Text segment —
%%
Describing sound (was: Chicken Cacciatore & 2 questions about E-o)
From: | Ray Brown <ray.brown@...> |
Date: | Saturday, July 17, 2004, 6:53 |
On Friday, July 16, 2004, at 08:00 , Philippe Caquant wrote:
> I knew I shouldn't say that ;-)
True.
> Anyway, suppose Germans had 101 ways of pronouncing
> "Bach" (probably exaggerated ?),
Yep - it's exaggerated.
> then there is no
> reason to think that Russians haven't also 101 ways of
> pronouncing "uspex" (success),
Yes there is. Please explain how _uspex_ can be pronounced in 101
different ways.
[snip]
> what ? The only possible conclusion is: everybody will
> pronounce anything just any way.
Nope - people tend to follow dialect patterns.
> I wonder how people
> can understand each other when speaking ?
Because we rarely speak in single words - most of us, even you I think,
speak words _in context_. Natural languages have a good deal of in-built
redundancy which help, usually successfuly, meaning to be conveyed even
tho we have a certain amount of"noise" or interference - and regional
differences of pronoucing /x/ are just one such. You really must learn
how natural languages actually work.
> (BTW, French would rather pronounce "Bach" as "Bak",
> at least when talking about Jean-Sebastien, but one
> should definitely NOT ask a Frenchman how to pronounce
> German words.
Nor English words - my daughter-in-law, who is a French speaker, having
been born and brought up almost in the center of the Hexagon, finds the
pronunciation of English names by most French radio/TV announcers to be
ludicrous.
===============================================================
On Friday, July 16, 2004, at 07:20 , Christophe Grandsire wrote:
> En réponse à Mark P. Line :
>
>
>> NB: I've stopped posting anything about linguistics or natlangs to this
>> list, so I've decided to post something about my other hobby besides
>> conlangs -- cooking.
>>
>>
>> How to Make Chicken Cacciatore
>> ==============================
>
>
> [snip great recipe]
>
> Great reply! ;)
Yep!
[snip]
> It's not, because you describe the "x" in "uspex" in terms of the "ch" in
> Bach. If there are 101 different pronunciations of "ch", how are we
> expected to know which one you meant?
Fortunately, there rather less than 101 :)
%%
Required task — List each distinct word or letter string that appears inside double quotation marks in the mailing-list post above.

Dataset items
%%
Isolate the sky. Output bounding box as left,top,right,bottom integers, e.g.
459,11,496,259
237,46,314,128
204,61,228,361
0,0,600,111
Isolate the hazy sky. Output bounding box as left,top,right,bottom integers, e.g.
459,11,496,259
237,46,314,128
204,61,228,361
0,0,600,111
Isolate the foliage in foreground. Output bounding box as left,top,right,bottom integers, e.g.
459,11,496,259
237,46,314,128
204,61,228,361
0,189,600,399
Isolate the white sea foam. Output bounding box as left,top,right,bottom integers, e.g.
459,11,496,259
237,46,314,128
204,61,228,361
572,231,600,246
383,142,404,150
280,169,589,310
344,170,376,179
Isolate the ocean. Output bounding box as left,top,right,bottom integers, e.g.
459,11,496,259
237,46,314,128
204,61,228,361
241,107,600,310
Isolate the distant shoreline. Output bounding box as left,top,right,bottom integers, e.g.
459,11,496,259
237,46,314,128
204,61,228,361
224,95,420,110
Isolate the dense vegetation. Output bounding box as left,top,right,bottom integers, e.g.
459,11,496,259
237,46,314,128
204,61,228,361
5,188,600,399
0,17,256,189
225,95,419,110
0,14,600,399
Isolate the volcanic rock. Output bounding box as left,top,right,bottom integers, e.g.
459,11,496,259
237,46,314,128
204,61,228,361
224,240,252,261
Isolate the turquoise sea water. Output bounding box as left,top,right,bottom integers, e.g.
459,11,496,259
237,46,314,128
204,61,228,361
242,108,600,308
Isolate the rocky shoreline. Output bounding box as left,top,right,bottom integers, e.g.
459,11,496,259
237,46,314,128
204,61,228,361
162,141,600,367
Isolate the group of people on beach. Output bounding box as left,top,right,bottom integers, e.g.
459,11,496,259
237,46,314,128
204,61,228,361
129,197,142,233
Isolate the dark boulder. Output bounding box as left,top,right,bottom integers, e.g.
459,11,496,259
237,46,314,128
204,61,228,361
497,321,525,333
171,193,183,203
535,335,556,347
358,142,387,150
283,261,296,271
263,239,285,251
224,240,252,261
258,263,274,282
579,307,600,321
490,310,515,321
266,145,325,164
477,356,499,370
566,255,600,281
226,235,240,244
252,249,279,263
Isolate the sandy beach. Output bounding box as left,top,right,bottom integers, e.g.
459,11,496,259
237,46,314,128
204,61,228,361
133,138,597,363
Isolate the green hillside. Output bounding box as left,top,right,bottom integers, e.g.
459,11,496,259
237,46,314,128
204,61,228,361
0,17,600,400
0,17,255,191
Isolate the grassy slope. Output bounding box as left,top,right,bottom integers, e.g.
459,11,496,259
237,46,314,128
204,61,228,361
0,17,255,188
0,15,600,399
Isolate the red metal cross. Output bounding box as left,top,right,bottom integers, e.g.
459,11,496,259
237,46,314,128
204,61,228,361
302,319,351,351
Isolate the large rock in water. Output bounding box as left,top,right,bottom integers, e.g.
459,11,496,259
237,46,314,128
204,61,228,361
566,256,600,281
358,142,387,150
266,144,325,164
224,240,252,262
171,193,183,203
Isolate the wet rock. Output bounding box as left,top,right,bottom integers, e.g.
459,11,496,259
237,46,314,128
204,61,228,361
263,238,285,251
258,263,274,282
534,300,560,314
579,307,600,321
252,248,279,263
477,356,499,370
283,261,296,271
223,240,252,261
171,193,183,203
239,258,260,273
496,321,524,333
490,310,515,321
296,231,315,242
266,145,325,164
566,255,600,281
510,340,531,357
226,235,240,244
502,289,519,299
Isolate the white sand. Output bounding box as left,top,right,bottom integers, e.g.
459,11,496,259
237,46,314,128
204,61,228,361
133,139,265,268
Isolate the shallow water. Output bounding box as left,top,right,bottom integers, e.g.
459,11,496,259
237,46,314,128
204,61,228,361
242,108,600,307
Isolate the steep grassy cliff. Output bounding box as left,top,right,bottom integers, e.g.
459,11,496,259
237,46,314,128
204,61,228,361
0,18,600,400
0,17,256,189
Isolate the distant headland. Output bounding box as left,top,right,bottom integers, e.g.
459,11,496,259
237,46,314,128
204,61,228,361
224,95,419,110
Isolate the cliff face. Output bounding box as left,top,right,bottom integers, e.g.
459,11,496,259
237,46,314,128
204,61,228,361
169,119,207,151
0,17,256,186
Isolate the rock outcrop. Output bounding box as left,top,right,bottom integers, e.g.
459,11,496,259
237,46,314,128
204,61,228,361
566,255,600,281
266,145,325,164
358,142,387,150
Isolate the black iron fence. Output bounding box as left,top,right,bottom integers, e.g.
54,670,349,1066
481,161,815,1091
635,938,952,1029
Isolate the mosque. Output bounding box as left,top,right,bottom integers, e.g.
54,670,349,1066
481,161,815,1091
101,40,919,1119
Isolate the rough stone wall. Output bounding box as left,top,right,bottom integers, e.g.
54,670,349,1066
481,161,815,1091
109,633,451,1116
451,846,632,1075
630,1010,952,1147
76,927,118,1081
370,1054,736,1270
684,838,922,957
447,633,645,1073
%%
Written response — Bach, uspex, Bak, noise, x, ch